WHAT THE TASK ASKS
In the message about WKD returning only one public key, why does Arch Linux's WKD also provide the signatures and signature revocations for inactive packager keys?

Start SUPPLIED PASSAGE

WKD: returns only one pubkey (and why)

David Runge dave at sleepmap.de
Fri Dec 9 13:38:01 CET 2022


Hi Bernhard,

On 2022-12-09 09:59:59 (+0100), Bernhard Reiter wrote:
> saw that you had a question about WKD in your blog:
> https://sleepmap.de/2022/new-pgp-key-id-1793dad5d803a8ffd7451697bb992f9864fad168/
> 
> The reason is that WKD only allows for returning one active public
> key.

I believe that to be a problematic assumption. More on that below.

> a server may return revoked keys in addition to a new key.

And there would be a lot of reasons as to why that is good:
If I cycle out an old key I want to establish the chain of trust between
two keys using cross-signatures. Both (revoked and active) keys need to
be returned for someone else to be able to check the chain of trust
between a revoked and an active key.

We currently use this mechanism in Arch Linux's WKD [1], as we must
provide the signatures and revocation of signatures of main signing keys
on packager keys not only for active but also for inactive keys
(otherwise systems would be able to trust and install packages signed by
distrusted keys).

In regards to returning multiple active keys and looking at the
following text from the draft, I believe that the assumption is
problematic:

>  The HTTP GET method MUST return the binary representation of the
>  OpenPGP key for the given mail address.

If someone loses access to their private key material and can no longer
revoke their key, then we must provide both that key and any newer key.
In this case there may be two (or more) keys active for a UID at the
same time (for a while or indefinitely) and the old one should remain
available.

End SUPPLIED PASSAGE
Start LISTED RECORDS

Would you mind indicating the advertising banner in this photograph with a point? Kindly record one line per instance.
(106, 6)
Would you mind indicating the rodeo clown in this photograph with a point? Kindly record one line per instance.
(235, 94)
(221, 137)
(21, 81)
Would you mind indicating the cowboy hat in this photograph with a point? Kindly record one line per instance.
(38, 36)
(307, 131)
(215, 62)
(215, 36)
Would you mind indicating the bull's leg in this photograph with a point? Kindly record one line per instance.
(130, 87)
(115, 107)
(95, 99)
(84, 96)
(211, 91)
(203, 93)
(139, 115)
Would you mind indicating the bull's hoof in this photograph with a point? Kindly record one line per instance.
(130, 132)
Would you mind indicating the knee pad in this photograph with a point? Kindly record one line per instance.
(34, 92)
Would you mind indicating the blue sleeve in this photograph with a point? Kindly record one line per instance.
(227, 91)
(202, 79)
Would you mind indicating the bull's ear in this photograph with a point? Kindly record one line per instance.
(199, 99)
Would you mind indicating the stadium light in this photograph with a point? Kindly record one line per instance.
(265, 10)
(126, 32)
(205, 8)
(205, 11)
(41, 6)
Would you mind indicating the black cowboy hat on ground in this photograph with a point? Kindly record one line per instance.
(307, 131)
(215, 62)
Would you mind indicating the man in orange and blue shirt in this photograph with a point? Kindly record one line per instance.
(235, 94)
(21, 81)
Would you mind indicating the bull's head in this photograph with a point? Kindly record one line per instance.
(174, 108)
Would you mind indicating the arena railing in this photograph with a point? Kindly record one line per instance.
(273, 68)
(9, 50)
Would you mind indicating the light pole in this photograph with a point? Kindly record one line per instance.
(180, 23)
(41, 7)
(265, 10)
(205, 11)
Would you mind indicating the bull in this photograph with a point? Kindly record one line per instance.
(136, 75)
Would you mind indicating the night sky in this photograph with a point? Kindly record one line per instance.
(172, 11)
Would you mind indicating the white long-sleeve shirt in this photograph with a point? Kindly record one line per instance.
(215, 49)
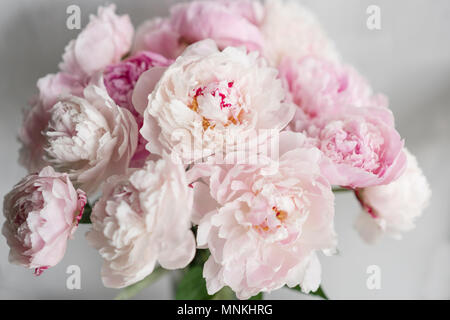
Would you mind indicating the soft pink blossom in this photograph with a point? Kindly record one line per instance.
(105, 40)
(143, 218)
(208, 98)
(42, 213)
(360, 145)
(320, 87)
(229, 23)
(35, 120)
(393, 208)
(120, 80)
(264, 226)
(291, 30)
(91, 138)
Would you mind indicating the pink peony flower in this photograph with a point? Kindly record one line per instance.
(143, 218)
(229, 23)
(360, 145)
(35, 121)
(393, 208)
(264, 227)
(291, 30)
(120, 80)
(104, 41)
(208, 98)
(319, 87)
(42, 213)
(91, 138)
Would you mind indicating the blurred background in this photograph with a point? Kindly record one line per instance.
(408, 60)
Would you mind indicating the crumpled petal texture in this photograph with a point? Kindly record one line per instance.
(143, 218)
(266, 226)
(91, 138)
(42, 213)
(394, 207)
(207, 98)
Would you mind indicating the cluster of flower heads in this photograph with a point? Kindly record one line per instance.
(142, 117)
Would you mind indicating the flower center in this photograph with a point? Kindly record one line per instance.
(219, 103)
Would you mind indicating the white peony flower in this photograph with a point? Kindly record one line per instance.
(393, 208)
(91, 138)
(209, 98)
(143, 218)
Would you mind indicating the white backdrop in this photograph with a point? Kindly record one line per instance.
(408, 59)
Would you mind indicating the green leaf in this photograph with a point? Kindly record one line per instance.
(192, 286)
(86, 218)
(130, 291)
(259, 296)
(319, 292)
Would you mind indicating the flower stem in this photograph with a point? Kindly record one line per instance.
(134, 289)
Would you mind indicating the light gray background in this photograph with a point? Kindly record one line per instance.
(408, 59)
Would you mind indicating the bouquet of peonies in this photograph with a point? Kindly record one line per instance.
(210, 141)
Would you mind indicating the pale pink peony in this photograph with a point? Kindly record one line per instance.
(143, 218)
(360, 145)
(42, 213)
(264, 227)
(393, 208)
(208, 98)
(120, 80)
(30, 135)
(320, 87)
(228, 23)
(105, 40)
(291, 30)
(91, 138)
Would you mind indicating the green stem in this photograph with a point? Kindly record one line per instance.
(134, 289)
(86, 218)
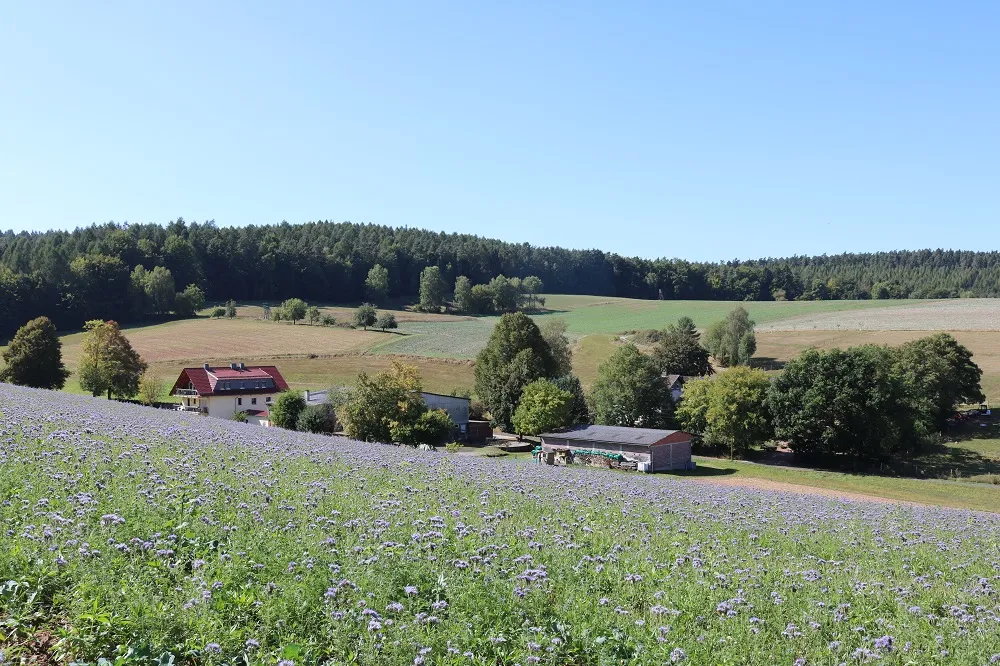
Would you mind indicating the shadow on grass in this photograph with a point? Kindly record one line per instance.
(701, 470)
(944, 461)
(767, 363)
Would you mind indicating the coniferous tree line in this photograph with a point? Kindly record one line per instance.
(87, 273)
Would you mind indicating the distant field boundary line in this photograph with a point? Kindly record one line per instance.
(309, 356)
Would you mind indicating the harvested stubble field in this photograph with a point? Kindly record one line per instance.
(143, 536)
(966, 314)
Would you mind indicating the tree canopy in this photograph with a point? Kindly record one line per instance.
(679, 350)
(630, 391)
(34, 357)
(40, 274)
(515, 355)
(284, 412)
(432, 289)
(543, 407)
(729, 409)
(109, 364)
(732, 341)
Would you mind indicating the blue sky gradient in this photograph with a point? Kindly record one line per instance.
(706, 131)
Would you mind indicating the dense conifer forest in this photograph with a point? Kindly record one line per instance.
(90, 272)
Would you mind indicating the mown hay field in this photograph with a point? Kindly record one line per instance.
(145, 536)
(966, 314)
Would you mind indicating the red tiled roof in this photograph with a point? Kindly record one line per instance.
(205, 381)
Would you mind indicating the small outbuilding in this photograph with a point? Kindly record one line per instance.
(644, 449)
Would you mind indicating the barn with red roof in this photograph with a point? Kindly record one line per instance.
(227, 390)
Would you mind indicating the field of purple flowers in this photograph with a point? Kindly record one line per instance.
(141, 536)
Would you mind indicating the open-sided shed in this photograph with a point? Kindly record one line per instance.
(648, 449)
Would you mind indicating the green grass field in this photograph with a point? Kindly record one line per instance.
(957, 494)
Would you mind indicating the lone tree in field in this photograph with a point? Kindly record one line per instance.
(150, 388)
(532, 287)
(940, 375)
(463, 294)
(730, 409)
(732, 340)
(286, 409)
(188, 302)
(386, 321)
(377, 284)
(543, 407)
(294, 309)
(34, 357)
(679, 351)
(109, 364)
(432, 289)
(554, 332)
(630, 391)
(365, 316)
(515, 356)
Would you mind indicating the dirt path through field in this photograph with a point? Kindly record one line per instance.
(780, 486)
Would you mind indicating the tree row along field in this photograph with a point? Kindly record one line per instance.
(302, 549)
(317, 356)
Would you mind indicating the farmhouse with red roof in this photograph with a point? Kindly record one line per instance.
(223, 391)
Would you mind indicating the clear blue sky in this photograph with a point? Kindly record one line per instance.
(698, 130)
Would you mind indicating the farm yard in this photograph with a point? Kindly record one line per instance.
(135, 544)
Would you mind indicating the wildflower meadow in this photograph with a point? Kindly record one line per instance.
(131, 535)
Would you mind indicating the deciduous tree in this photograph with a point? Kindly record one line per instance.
(294, 309)
(377, 284)
(34, 357)
(432, 289)
(365, 316)
(285, 410)
(843, 402)
(515, 355)
(730, 409)
(679, 350)
(386, 321)
(380, 400)
(188, 302)
(629, 391)
(463, 294)
(554, 333)
(940, 375)
(543, 407)
(732, 340)
(109, 364)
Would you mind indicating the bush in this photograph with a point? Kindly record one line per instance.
(385, 321)
(319, 419)
(365, 315)
(188, 302)
(286, 409)
(431, 428)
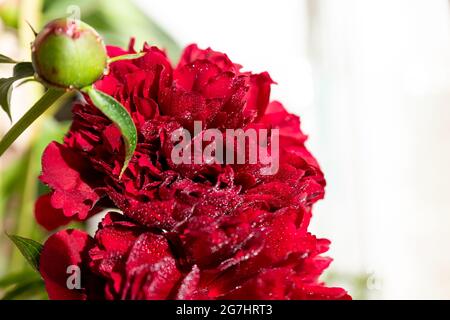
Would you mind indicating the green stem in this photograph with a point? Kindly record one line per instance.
(130, 56)
(28, 118)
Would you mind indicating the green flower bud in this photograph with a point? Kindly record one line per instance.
(69, 54)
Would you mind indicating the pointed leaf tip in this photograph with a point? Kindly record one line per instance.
(30, 249)
(117, 113)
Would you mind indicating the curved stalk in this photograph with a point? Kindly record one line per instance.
(28, 118)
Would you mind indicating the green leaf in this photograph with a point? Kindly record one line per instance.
(30, 249)
(26, 290)
(5, 59)
(120, 117)
(130, 56)
(21, 70)
(35, 111)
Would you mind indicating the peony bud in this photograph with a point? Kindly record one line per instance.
(68, 53)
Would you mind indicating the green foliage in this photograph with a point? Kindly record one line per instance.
(120, 117)
(21, 70)
(30, 249)
(115, 24)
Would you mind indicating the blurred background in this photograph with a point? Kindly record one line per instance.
(371, 82)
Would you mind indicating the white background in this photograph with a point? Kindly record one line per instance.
(370, 80)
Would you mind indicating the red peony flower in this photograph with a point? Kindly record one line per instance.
(188, 231)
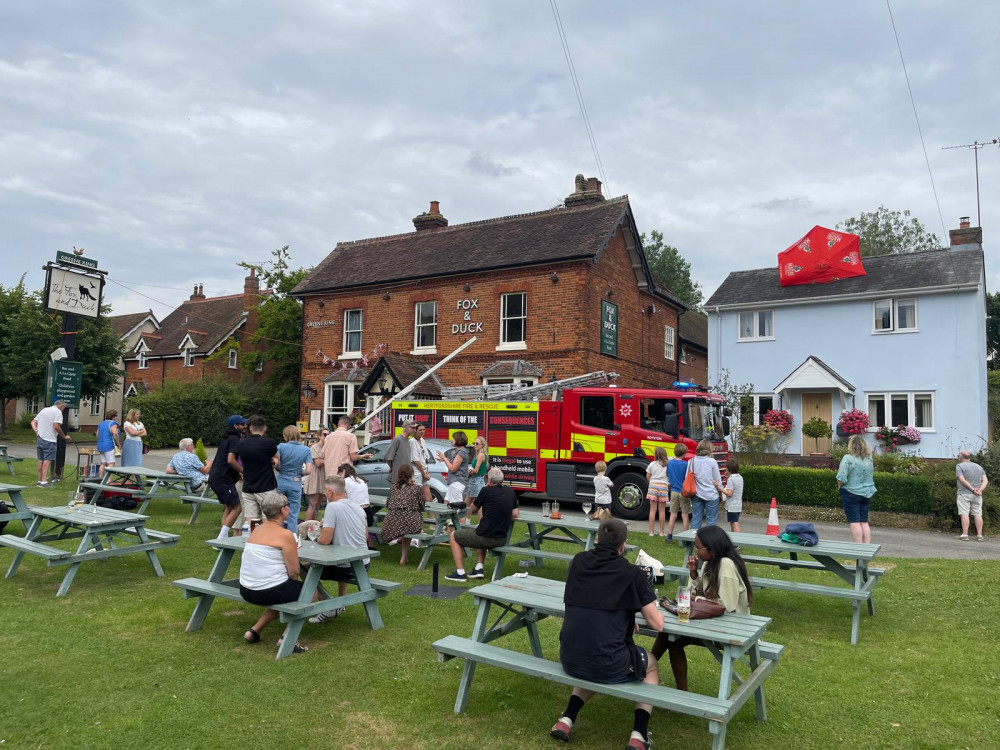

End LISTED RECORDS

TASK ANSWER
Otherwise, systems would be able to trust and install packages signed by distrusted keys.